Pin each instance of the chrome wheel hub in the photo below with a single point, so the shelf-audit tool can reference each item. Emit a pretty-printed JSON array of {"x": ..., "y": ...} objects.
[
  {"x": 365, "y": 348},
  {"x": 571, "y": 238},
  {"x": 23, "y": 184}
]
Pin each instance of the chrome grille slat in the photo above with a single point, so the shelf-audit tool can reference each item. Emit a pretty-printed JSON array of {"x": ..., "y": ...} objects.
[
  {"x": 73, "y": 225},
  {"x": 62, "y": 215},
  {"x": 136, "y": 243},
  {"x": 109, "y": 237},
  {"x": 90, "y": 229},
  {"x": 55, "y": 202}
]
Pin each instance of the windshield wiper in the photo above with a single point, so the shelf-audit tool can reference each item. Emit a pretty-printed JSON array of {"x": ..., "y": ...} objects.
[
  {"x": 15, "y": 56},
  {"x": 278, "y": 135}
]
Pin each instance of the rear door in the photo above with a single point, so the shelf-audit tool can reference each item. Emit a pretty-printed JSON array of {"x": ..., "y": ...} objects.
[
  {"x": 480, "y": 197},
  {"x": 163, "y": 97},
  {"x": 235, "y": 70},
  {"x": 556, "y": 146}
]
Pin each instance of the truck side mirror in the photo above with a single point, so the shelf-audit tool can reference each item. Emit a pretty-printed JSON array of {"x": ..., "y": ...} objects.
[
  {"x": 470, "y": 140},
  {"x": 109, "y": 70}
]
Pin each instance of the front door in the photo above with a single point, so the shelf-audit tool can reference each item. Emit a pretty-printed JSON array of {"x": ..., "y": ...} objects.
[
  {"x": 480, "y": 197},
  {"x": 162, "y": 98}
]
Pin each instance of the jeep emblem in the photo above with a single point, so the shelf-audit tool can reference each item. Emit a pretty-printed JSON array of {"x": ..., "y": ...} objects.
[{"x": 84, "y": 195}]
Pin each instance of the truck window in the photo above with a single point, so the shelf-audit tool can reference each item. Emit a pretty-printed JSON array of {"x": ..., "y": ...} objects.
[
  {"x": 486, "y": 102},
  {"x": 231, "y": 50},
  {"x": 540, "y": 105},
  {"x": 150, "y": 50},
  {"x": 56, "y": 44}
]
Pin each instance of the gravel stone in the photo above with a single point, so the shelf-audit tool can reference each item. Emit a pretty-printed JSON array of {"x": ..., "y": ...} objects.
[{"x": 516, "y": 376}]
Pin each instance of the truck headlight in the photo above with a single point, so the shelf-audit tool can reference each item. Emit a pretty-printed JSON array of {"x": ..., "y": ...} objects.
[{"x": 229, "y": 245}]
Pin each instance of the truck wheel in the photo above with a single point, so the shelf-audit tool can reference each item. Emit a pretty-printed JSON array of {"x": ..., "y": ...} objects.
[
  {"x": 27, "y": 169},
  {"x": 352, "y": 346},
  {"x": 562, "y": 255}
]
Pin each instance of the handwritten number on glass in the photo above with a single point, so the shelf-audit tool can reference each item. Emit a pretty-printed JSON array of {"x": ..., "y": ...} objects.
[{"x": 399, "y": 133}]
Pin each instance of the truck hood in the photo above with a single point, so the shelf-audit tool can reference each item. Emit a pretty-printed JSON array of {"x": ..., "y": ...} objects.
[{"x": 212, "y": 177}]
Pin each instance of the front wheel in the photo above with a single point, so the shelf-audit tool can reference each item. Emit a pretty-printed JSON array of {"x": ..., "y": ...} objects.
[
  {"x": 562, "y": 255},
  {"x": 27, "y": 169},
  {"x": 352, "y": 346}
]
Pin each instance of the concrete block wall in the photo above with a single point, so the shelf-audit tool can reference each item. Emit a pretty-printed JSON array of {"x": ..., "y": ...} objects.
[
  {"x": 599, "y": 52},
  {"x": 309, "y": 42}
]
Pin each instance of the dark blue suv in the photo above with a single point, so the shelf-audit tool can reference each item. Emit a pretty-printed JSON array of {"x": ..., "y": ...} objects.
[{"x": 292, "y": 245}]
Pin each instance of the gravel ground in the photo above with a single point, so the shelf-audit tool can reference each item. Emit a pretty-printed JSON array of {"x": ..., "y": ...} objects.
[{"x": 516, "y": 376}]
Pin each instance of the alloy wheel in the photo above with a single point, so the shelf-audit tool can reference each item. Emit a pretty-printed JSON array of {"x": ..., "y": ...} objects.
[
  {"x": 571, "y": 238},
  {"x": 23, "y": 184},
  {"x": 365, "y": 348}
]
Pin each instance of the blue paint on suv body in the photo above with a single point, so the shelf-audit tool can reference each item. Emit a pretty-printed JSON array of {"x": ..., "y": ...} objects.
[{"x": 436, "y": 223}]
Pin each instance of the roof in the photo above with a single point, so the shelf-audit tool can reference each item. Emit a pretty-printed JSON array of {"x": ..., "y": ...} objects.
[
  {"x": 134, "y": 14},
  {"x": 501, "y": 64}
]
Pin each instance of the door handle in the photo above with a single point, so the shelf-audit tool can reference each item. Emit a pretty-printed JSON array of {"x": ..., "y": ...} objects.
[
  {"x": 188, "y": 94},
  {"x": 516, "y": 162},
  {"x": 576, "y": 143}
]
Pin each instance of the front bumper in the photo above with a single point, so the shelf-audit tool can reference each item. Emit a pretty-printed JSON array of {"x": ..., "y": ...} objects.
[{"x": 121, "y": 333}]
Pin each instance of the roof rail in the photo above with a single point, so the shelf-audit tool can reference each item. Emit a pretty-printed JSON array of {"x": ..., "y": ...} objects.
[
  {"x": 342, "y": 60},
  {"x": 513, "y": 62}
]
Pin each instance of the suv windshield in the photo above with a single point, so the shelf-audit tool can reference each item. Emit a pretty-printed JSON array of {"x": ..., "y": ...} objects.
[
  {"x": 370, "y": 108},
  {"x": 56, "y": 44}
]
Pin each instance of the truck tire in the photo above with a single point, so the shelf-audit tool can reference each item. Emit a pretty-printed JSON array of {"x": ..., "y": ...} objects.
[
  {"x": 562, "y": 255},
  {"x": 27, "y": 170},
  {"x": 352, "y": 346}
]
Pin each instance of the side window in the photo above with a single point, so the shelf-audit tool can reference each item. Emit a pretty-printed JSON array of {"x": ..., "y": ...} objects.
····················
- **WRITTEN PROBLEM**:
Rewrite every line of the records above as a Markdown table with two columns, Row for a running number and Text for the line itself, and leave out any blank lines.

- **EXERCISE RESULT**:
| Row | Text |
|---|---|
| 1 | Pin each instance of the chrome wheel hub in the photo below with a single point, so the shelf-audit tool can reference each item. Emit a pretty-printed JSON array of {"x": ..., "y": ...} objects. |
| 2 | [ |
| 3 |   {"x": 365, "y": 348}, |
| 4 |   {"x": 571, "y": 238}, |
| 5 |   {"x": 23, "y": 184} |
| 6 | ] |
| 7 | Pin each instance of the chrome grille slat in the photo above with a single point, so the shelf-audit tool can reference each item. Emit a pretty-printed JSON array of {"x": ..., "y": ...} objects. |
| 8 | [ |
| 9 |   {"x": 73, "y": 225}, |
| 10 |   {"x": 62, "y": 215}, |
| 11 |   {"x": 136, "y": 243}, |
| 12 |   {"x": 109, "y": 237}, |
| 13 |   {"x": 90, "y": 229}, |
| 14 |   {"x": 55, "y": 202} |
| 15 | ] |
| 16 | Pin each instance of the windshield wiper in the photo above with a single point, so the shelf-audit tool can reference each item. Emit a pretty-printed JSON array of {"x": ..., "y": ...} objects. |
| 17 | [ |
| 18 |   {"x": 15, "y": 56}, |
| 19 |   {"x": 278, "y": 135} |
| 20 | ] |
| 21 | Pin each instance of the rear door in the photo above with a single point, so the shelf-audit tool can reference each item. Emit a pretty-printed JSON array of {"x": ..., "y": ...} objects. |
| 22 | [ |
| 23 |   {"x": 480, "y": 197}, |
| 24 |   {"x": 163, "y": 97}, |
| 25 |   {"x": 235, "y": 70}, |
| 26 |   {"x": 556, "y": 146} |
| 27 | ] |
| 28 | Pin each instance of the truck side mirror in the photo above with a single point, so the shelf-audit tool can reference each item. Emit a pretty-printed JSON array of {"x": ..., "y": ...} objects. |
| 29 | [ |
| 30 |   {"x": 470, "y": 140}, |
| 31 |   {"x": 109, "y": 70} |
| 32 | ] |
| 33 | Pin each instance of the front door in the photo above with a single point, so the shelf-audit tool can reference each item. Emit a pretty-printed JSON array of {"x": ..., "y": ...} objects. |
| 34 | [ |
| 35 |   {"x": 480, "y": 197}, |
| 36 |   {"x": 162, "y": 98} |
| 37 | ] |
| 38 | Pin each instance of the jeep emblem in the photo above with a single point, so the shelf-audit tool can reference each item. Emit a pretty-printed JSON array of {"x": ..., "y": ...} objects. |
| 39 | [{"x": 84, "y": 195}] |
| 40 | Pin each instance of the truck window in the photo above with a single point, so the shelf-audit tool can reference each item. Emit a pretty-printed JSON array of {"x": ..., "y": ...} objects. |
| 41 | [ |
| 42 |   {"x": 486, "y": 102}, |
| 43 |   {"x": 231, "y": 50}, |
| 44 |   {"x": 540, "y": 105}, |
| 45 |   {"x": 150, "y": 50}, |
| 46 |   {"x": 56, "y": 44} |
| 47 | ] |
| 48 | Pin each instance of the gravel stone in the photo above with a single point, so the shelf-audit tool can reference each item. Emit a pretty-printed JSON array of {"x": ..., "y": ...} objects. |
| 49 | [{"x": 516, "y": 376}] |
| 50 | Pin each instance of the truck headlight in the photo above with a single point, so the shelf-audit tool can reference each item. Emit a pretty-printed JSON array of {"x": ..., "y": ...} objects. |
| 51 | [{"x": 229, "y": 245}] |
| 52 | Pin each instance of the truck wheel in the photo above with a single point, so the shelf-audit tool can reference each item. Emit a pretty-printed JSON array of {"x": ..., "y": ...} objects. |
| 53 | [ |
| 54 |   {"x": 27, "y": 169}, |
| 55 |   {"x": 352, "y": 346}, |
| 56 |   {"x": 562, "y": 255} |
| 57 | ] |
| 58 | Pin each instance of the handwritten number on glass in the photo above with a single point, so the shelf-audit tool can reference each item. Emit a pretty-printed JSON array of {"x": ..., "y": ...} objects. |
| 59 | [{"x": 399, "y": 133}] |
| 60 | Pin each instance of the truck hood in the photo above with a single point, so the shelf-audit tool can reference each item. Emit a pretty-printed JSON array of {"x": ..., "y": ...} objects. |
| 61 | [{"x": 212, "y": 177}] |
| 62 | Pin each instance of the front wheel in the photo above with a single point, so the shelf-audit tool can reference each item. Emit a pretty-printed JSON array of {"x": ..., "y": ...} objects. |
| 63 | [ |
| 64 |   {"x": 562, "y": 255}, |
| 65 |   {"x": 27, "y": 169}, |
| 66 |   {"x": 352, "y": 346} |
| 67 | ] |
| 68 | Pin each instance of the concrete block wall in the photo above with a single point, so the shelf-audit tool can reference each item. Emit a pretty-printed JSON array of {"x": ..., "y": ...} objects. |
| 69 | [ |
| 70 |   {"x": 599, "y": 52}, |
| 71 |   {"x": 309, "y": 42} |
| 72 | ] |
| 73 | Pin each instance of the dark blue suv in the photo above with a single point, so the shelf-audit tool can reference each item. Emit a pretty-printed JSON array of {"x": ..., "y": ...} objects. |
| 74 | [{"x": 292, "y": 245}] |
| 75 | Pin each instance of the gravel ground in the photo above with a single point, so the shelf-audit tool can reference each item. Emit a pretty-printed JSON array of {"x": ..., "y": ...} objects. |
| 76 | [{"x": 516, "y": 376}] |
| 77 | Pin each instance of the alloy wheel in the photo above with a single point, so the shelf-audit tool can reference each item. Emit a pretty-printed JSON array of {"x": ..., "y": ...} objects. |
| 78 | [ |
| 79 |   {"x": 571, "y": 238}, |
| 80 |   {"x": 23, "y": 184}, |
| 81 |   {"x": 365, "y": 348} |
| 82 | ] |
| 83 | Pin each instance of the blue paint on suv body in the photo above with a single point, so the shelf-audit tool can reference each item. Emit a pretty-printed JSON array of {"x": ..., "y": ...} objects. |
| 84 | [{"x": 436, "y": 223}] |
| 85 | Pin each instance of the roof in the photo above with a single point, so the shelf-audit tool can reference each item. Emit a pretty-printed JSON array of {"x": ..., "y": ...} objects. |
| 86 | [ |
| 87 |   {"x": 134, "y": 14}, |
| 88 |   {"x": 501, "y": 64} |
| 89 | ] |
| 90 | Pin each instance of the door handle in the photo above with a single point, so the shelf-audit tool can reference each item. Emit a pretty-printed JSON array of {"x": ..., "y": ...} objects. |
| 91 | [ |
| 92 |   {"x": 188, "y": 94}, |
| 93 |   {"x": 516, "y": 162}, |
| 94 |   {"x": 576, "y": 143} |
| 95 | ] |
| 96 | Pin each instance of the front bumper in the photo above with a single point, so the shelf-audit tool can reference each item. Emit a pretty-printed JSON array of {"x": ..., "y": ...} objects. |
| 97 | [{"x": 121, "y": 333}] |
| 98 | Pin each instance of the roof rail in the photo above with a single point, so the shelf-audit tool can reference each item. Emit a pretty-printed JSON array of {"x": ..., "y": ...} objects. |
| 99 | [ |
| 100 |   {"x": 342, "y": 60}, |
| 101 |   {"x": 513, "y": 62} |
| 102 | ] |
| 103 | Pin each instance of the suv windshield in the photo above with a single point, so the shelf-audit tool can reference each item. Emit a pretty-printed JSON array of {"x": ..., "y": ...} objects. |
| 104 | [ |
| 105 |   {"x": 370, "y": 108}, |
| 106 |   {"x": 56, "y": 44} |
| 107 | ] |
| 108 | Pin each instance of the truck tire in the photo above with a single point, so the shelf-audit tool can reference each item. Emit a pretty-printed JSON array of {"x": ..., "y": ...} objects. |
| 109 | [ |
| 110 |   {"x": 562, "y": 255}, |
| 111 |   {"x": 27, "y": 170}, |
| 112 |   {"x": 352, "y": 346} |
| 113 | ] |
| 114 | Pin each instance of the side window in the photo above with a single point, so the shelf-audit tool can reference each item. Emit a pretty-printed JSON array of {"x": ..., "y": ...} objects. |